## Start TASK INPUTS
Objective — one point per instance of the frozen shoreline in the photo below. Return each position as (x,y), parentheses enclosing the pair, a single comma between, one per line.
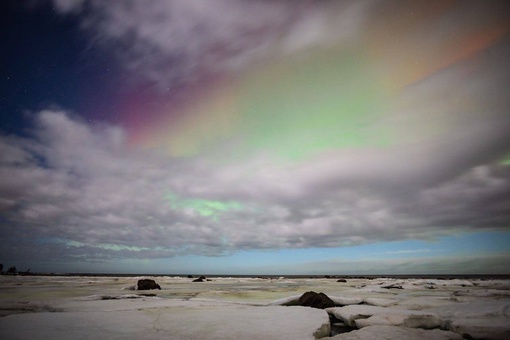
(242,307)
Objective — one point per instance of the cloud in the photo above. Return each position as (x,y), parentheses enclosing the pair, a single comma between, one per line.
(439,265)
(77,189)
(173,42)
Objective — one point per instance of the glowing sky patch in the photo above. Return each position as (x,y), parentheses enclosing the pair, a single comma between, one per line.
(205,208)
(202,135)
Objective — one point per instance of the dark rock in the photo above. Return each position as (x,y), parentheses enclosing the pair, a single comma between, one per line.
(315,300)
(392,286)
(201,279)
(146,284)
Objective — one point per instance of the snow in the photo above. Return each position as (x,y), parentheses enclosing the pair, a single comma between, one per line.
(359,316)
(393,333)
(170,321)
(251,308)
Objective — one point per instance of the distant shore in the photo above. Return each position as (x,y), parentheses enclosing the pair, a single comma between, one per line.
(297,276)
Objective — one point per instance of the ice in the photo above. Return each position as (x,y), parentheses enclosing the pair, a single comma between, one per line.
(171,321)
(393,333)
(381,302)
(359,316)
(251,308)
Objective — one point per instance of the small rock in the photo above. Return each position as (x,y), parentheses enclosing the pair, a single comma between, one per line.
(200,279)
(146,284)
(316,300)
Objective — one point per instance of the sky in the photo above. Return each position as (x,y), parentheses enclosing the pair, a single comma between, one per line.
(255,137)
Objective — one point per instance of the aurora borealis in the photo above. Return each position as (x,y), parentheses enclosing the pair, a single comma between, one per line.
(239,137)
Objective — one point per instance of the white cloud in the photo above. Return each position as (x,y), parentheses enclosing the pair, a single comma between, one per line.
(81,184)
(173,41)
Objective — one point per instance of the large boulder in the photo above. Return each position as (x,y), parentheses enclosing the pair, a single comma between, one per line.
(146,284)
(316,300)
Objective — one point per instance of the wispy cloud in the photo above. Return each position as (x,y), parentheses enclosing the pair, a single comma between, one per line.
(83,184)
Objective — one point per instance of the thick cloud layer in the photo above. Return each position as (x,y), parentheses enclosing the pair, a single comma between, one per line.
(81,189)
(72,190)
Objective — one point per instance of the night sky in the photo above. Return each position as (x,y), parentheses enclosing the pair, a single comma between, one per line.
(255,137)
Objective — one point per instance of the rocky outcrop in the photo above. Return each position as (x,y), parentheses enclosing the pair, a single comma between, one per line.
(146,284)
(200,279)
(316,300)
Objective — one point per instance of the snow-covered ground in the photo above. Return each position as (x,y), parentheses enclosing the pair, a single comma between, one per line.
(45,307)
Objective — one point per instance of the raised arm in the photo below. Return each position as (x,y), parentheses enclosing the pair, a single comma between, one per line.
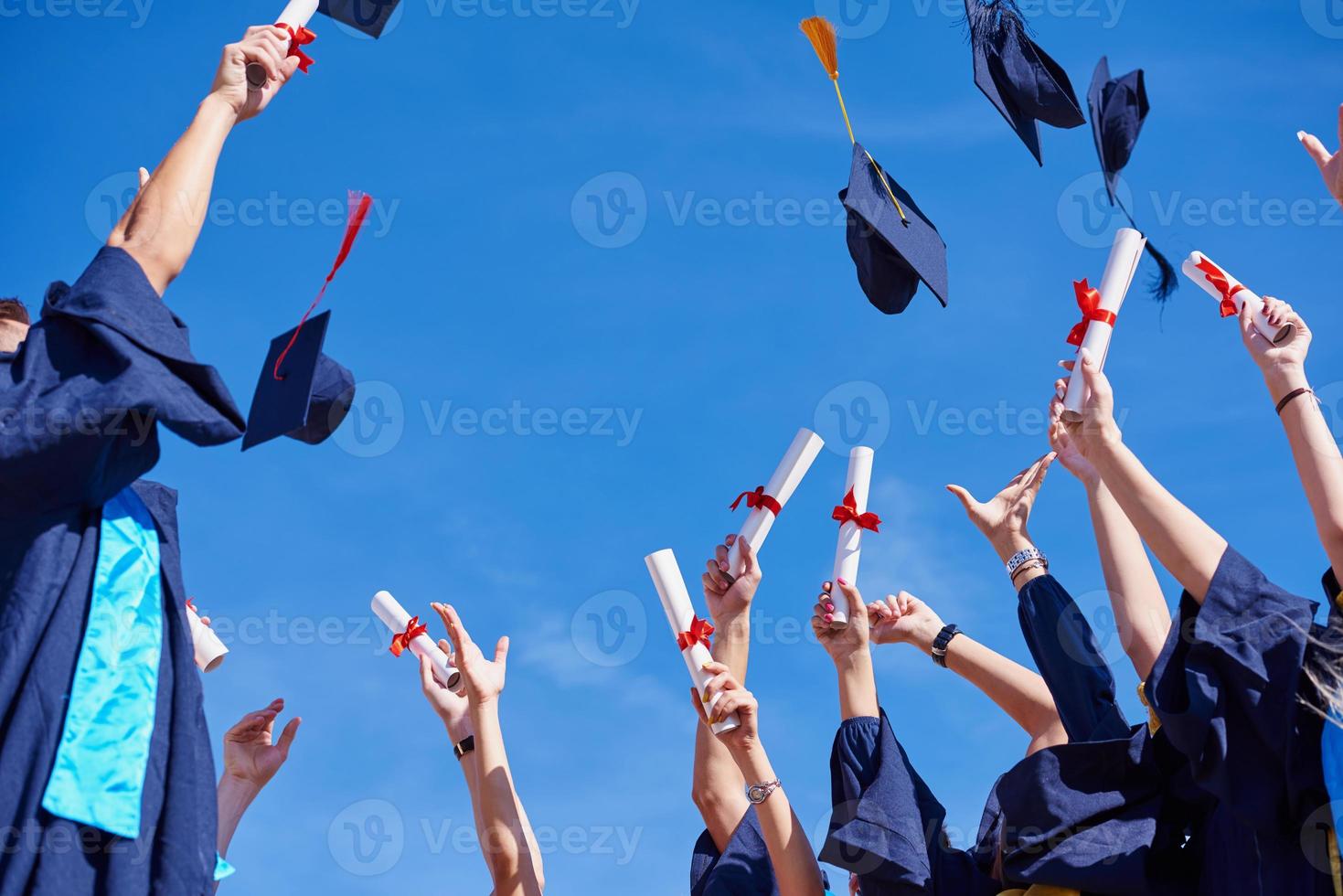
(506,833)
(718,787)
(795,869)
(1186,546)
(251,759)
(1316,454)
(1142,617)
(162,226)
(1017,690)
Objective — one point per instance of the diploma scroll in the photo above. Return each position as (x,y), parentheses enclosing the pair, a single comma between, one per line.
(784,481)
(685,626)
(209,649)
(394,617)
(1114,286)
(850,531)
(295,15)
(1231,293)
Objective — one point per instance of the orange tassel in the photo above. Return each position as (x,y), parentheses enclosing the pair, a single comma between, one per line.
(821,32)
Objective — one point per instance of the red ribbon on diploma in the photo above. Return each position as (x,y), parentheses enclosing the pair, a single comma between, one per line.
(412,630)
(1088,300)
(698,633)
(297,40)
(758,498)
(357,219)
(847,512)
(1217,277)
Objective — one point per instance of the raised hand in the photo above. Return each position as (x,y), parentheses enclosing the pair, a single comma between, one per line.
(904,618)
(1330,164)
(250,756)
(727,598)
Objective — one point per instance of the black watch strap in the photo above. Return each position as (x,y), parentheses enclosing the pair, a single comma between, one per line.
(939,644)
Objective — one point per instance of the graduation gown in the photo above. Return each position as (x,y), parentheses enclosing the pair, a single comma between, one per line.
(80,407)
(887,825)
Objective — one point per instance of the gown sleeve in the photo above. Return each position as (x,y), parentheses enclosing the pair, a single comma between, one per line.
(1065,652)
(1226,690)
(887,827)
(80,400)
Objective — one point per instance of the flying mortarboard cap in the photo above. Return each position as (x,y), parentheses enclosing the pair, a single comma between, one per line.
(312,394)
(890,240)
(1117,109)
(892,252)
(1019,78)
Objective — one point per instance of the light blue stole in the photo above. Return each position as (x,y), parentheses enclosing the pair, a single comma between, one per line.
(100,769)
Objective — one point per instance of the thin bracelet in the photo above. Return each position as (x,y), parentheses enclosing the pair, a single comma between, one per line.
(1292,395)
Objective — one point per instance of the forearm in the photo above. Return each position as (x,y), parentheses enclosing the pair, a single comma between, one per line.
(162,226)
(1140,614)
(795,867)
(1316,454)
(1017,690)
(503,837)
(1186,546)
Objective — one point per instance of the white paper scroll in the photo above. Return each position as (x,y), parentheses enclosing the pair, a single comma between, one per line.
(295,15)
(394,617)
(676,601)
(209,649)
(1237,293)
(850,534)
(1114,286)
(784,481)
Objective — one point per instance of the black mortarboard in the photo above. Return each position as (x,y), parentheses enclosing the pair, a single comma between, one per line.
(890,240)
(369,16)
(312,394)
(1019,78)
(1119,108)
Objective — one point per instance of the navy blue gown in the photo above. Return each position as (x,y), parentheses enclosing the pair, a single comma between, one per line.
(887,825)
(80,406)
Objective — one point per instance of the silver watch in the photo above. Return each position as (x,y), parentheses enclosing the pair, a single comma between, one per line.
(759,793)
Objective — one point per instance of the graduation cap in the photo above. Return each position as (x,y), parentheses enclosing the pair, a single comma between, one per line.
(1019,78)
(1119,108)
(890,240)
(303,392)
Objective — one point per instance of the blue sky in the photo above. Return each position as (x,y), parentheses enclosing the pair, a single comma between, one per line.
(547,397)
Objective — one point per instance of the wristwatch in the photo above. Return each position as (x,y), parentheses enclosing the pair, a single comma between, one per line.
(759,793)
(939,644)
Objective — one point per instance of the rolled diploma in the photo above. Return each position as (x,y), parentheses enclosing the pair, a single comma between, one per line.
## End TASK INPUTS
Shift every x and y coordinate in the answers up by 77, reproducing every line from the one that contains "Objective — one point per instance of the blue" through the end of the entries, both included. Leave all other text unchanged.

**OUTPUT BELOW**
Objective — one point per instance of the blue sky in the photo above. Return each position as (x,y), parentheses enclosing the pair, a single comma between, one per line.
(624,474)
Objective — one point per instance of the wristwatch in the photo above. Return each position as (x,y), parentheses enclosing the pair, a single comma between, one per line.
(836,870)
(1016,721)
Objective — one point per instance of the rolled diploma in the photo above. Return each position as (x,y), parentheses enclosing the pair, a single comma between, one per line.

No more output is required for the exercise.